*Task to complete:* Rewrite the records below, replacing "Target" with "Label" each time it appears and leaving everything else unchanged.

━━━━━━━━━━━━━━━━━━━━

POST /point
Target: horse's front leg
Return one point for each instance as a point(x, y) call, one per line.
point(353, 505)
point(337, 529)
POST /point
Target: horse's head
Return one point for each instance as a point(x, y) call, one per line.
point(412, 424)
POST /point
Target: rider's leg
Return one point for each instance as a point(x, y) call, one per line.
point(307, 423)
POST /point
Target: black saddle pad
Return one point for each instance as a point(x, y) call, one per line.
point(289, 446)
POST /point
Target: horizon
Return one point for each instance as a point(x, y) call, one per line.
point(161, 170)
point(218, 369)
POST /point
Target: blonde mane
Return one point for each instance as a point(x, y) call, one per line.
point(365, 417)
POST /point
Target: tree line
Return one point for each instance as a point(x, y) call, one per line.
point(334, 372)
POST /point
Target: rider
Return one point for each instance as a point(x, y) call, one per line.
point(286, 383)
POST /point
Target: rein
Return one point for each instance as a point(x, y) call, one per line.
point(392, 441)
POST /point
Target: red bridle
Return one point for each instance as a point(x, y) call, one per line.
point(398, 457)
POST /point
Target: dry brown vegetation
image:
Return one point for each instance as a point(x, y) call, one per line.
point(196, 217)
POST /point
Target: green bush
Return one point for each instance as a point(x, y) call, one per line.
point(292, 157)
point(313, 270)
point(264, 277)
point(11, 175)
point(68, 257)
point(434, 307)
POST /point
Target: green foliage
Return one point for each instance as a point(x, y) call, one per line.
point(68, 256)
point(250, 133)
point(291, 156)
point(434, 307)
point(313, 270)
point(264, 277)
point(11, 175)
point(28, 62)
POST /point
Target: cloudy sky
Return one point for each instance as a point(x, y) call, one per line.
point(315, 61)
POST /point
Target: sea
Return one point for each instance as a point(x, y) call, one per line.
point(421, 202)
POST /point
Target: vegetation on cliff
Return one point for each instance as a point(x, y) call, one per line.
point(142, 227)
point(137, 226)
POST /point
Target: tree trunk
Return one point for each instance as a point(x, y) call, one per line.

━━━━━━━━━━━━━━━━━━━━

*Answer to this task:*
POST /point
Label: horse's front leg
Return one point for each instance as a point(x, y) call, one per line.
point(353, 505)
point(337, 529)
POST /point
Label: horse's head
Return one point for each instance as a point(x, y) call, one per line.
point(412, 424)
POST /point
Label: rider's leg
Return one point for each instance as a point(x, y) call, one per line.
point(307, 423)
POST /point
Label: black saddle pad
Return one point for each instance as a point(x, y) call, one per line.
point(289, 446)
POST /point
Label: horizon
Return one point for each instance as a point(x, y) call, one per line.
point(161, 170)
point(218, 369)
POST /point
Label: blonde mane
Return one point for each instance as a point(x, y) call, one per line.
point(365, 417)
POST /point
Label: tree line
Return one point for each instance as a point(x, y) call, one per line.
point(334, 372)
POST /point
Label: rider
Return one point for each instance as a point(x, y) call, one per line.
point(286, 383)
POST /point
Label: rein
Return one point for each instance as a point(x, y) call, one per line.
point(392, 441)
POST /point
Label: red bridle
Return one point for each instance as a point(x, y) call, one per line.
point(398, 457)
POST /point
Label: dry brown vegetation
image:
Return one point for each instance as a point(x, y) call, one per line.
point(196, 217)
POST /point
Label: green bush
Return one point for each instance as a point(x, y) call, one per line.
point(292, 157)
point(313, 270)
point(264, 277)
point(11, 175)
point(68, 257)
point(434, 307)
POST /point
Label: green foliage
Return one point for each instance as a point(x, y) call, one per line.
point(68, 256)
point(250, 133)
point(291, 156)
point(434, 307)
point(313, 270)
point(264, 277)
point(11, 175)
point(28, 62)
POST /point
Label: cloudy sky
Return one point for each instance as a point(x, y) call, one per line.
point(315, 61)
POST /point
Label: sea
Return one point for each instance as a point(x, y) call, one per line.
point(421, 202)
POST /point
Label: vegetation on cliff
Return one point for each instance as a point(x, y) call, one per line.
point(142, 227)
point(137, 226)
POST /point
Label: tree trunk
Return one point for each instance as a point(x, y) call, one per line.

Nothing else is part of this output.